[Provided text]:
--- Start ---
Paragraph Twenty-three


This is an especially important paragraph of the document, because it clarifies the concept of the "consistent ethic of life," sometimes known as the "seamless garment" philosophy. Clearly, there are many issues that impact human life and dignity, and the bishops call both public officials and citizens to be actively concerned about them all. Yet in this section, the bishops not only assert that these many issues are linked, but explain how they are linked. They improve upon the "seamless garment" image and use the image of a house, pointing out that the right to life is the foundation.

Every four years since the mid-1970's, the Administrative Committee of the bishops' conference issues a document to help citizens prepare for our national elections and to reflect on "faithful citizenship." This document always points out a multitude of issues, which is fine. But many are confused by this, thinking that the bishops are giving equal weight to all the issues. Living the Gospel of Life, along with many other statements, indicates clearly that they do not give all the issues equal weight. Even the late Cardinal Joseph Bernardin, the most well-known spokesperson regarding the consistent ethic of life, had this to say in 1984 about the role of such statements: "The purpose is surely not to tell citizens how to vote, but to help shape the public debate and form personal conscience so that every citizen will vote thoughtfully and responsibly. Our "Statement on Political Responsibility" has always been, like our "Respect Life Program," a multi-issue approach to public morality. The fact that this Statement sets forth a spectrum of issues of current concern to the Church and society should not be understood as implying that all issues are qualitatively equal from a moral perspective…As I indicated earlier, each of the life issues—while related to all the others—is distinct and calls for its own specific moral analysis. (A Consistent Ethic of Life: Continuing the Dialogue, The William Wade Lecture Series, St. Louis University, March 11, 1984).

Notice that the Cardinal stated that not all issues are qualitatively equal from a moral perspective. A consistent ethic recognizes that there is justification for placing priority emphasis on certain issues at certain times. Cardinal Bernardin pointed out that there is a hierarchy among the issues. "The fundamental human right is to life—from the moment of conception until death. It is the source of all other rights, including the right to health care" (The Consistent Ethic of Life and Health Care Systems, Foster McGaw Triennial Conference, Loyola University of Chicago, May 8, 1985).
--- End ---
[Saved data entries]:
--- Start ---
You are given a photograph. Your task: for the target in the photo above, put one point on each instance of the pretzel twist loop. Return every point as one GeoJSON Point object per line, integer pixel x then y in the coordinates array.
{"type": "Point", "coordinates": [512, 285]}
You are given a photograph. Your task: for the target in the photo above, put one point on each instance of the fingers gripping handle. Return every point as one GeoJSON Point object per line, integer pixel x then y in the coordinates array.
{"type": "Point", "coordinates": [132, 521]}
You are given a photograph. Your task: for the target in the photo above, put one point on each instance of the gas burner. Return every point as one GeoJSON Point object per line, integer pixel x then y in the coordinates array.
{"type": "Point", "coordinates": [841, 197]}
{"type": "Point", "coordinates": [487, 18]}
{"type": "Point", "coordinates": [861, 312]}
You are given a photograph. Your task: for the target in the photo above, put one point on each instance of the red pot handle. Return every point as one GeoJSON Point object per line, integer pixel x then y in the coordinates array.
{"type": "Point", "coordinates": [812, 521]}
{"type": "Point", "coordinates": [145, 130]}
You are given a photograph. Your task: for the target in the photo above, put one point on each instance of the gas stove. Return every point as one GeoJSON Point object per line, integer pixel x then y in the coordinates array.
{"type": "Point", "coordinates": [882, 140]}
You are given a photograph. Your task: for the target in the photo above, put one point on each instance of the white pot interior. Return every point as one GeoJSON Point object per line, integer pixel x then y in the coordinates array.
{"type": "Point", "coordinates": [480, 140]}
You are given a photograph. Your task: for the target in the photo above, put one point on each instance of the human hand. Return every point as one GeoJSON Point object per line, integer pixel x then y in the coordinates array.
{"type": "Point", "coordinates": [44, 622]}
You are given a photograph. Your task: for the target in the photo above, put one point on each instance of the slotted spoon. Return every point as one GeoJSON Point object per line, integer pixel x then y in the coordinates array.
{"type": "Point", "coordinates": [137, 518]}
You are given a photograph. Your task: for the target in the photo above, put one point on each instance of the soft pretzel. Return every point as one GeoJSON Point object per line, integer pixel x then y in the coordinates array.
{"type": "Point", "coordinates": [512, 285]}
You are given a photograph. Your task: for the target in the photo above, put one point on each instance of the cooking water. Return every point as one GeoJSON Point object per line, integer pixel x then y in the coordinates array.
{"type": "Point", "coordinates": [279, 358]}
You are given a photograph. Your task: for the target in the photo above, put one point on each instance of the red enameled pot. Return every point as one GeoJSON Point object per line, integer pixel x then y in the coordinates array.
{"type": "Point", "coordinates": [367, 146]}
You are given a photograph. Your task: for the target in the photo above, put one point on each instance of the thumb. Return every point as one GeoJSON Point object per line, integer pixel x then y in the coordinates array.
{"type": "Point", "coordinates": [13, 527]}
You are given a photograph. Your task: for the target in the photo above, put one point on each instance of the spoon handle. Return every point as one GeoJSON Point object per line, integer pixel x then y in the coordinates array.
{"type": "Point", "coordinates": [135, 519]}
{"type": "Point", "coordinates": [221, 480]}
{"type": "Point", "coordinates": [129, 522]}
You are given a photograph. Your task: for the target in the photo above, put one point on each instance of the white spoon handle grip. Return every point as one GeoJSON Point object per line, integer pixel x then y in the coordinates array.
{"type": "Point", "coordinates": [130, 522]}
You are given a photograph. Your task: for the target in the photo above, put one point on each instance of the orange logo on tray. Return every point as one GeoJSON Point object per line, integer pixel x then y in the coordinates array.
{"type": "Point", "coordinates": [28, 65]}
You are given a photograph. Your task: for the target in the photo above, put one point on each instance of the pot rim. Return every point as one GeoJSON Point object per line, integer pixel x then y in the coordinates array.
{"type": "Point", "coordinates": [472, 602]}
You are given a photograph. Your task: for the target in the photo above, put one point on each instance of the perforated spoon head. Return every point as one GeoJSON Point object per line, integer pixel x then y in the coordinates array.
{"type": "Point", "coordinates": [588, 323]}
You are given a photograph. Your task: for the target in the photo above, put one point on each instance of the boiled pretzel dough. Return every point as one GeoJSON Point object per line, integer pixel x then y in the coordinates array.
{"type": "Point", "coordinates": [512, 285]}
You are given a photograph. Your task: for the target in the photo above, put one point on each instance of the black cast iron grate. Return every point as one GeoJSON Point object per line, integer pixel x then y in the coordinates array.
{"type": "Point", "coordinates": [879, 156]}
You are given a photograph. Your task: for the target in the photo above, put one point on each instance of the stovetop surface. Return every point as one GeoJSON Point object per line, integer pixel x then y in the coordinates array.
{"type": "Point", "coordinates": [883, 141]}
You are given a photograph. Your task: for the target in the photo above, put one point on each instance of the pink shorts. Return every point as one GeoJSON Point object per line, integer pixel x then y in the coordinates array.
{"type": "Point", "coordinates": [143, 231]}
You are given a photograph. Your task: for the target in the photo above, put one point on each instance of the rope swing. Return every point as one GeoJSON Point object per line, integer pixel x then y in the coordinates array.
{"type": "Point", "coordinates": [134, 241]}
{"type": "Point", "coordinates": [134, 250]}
--- End ---
[Task prompt]: Could you write what comes next in the commentary on the consistent ethic of life, picking up right after its final sentence? None of the saved data is needed here.

[Response to the task]:
To ignore the priority attention that the problems of abortion and euthanasia demand is to misunderstand both the consistent ethic and the nature of the threats that these evils pose. On Respect Life Sunday, 1 October 1989, Cardinal Bernardin issued a statement entitled "Deciding for Life," in which he said, "Not all values, however, are of equal weight. Some are more fundamental than others. On this Respect Life Sunday, I wish to emphasize that no earthly value is more fundamental than human life itself. Human life is the condition for enjoying freedom and all other values. Consequently, if one must choose between protecting or serving lesser human values that depend upon life for their existence and life itself, human life must take precedence."

Yes, all life issues are linked. Some people see life issues as linked arithmetically; they are lined up and counted. This was done in 2004 when some Catholic senators issued a "Catholic Scorecard" to rate how well they were doing in their voting patterns. But they gave each issue an equal value, so that the issue of limiting the use of mercury fever thermometers was on an equal par with partial-birth abortion. Such an approach sees the issues as simply linked arithmetically. Actually, they are linked geometrically. People sometimes say to me, "Abortion is only one among many issues." I respond by saying, "Yes, and the foundation of the house is only one of many parts of the house. Take it away, and see how well you can build the rest."

The primacy we give to the right to life is not because we are unaware or unconcerned about the other issues, but precisely because we are.

Discussion Questions

How are the many different "life issues" related to one another? Are some more important than others?

In what sense is it proper to be a single-issue voter?

Describe the difference between seeing abortion as "the only issue" and seeing it as "the fundamental issue."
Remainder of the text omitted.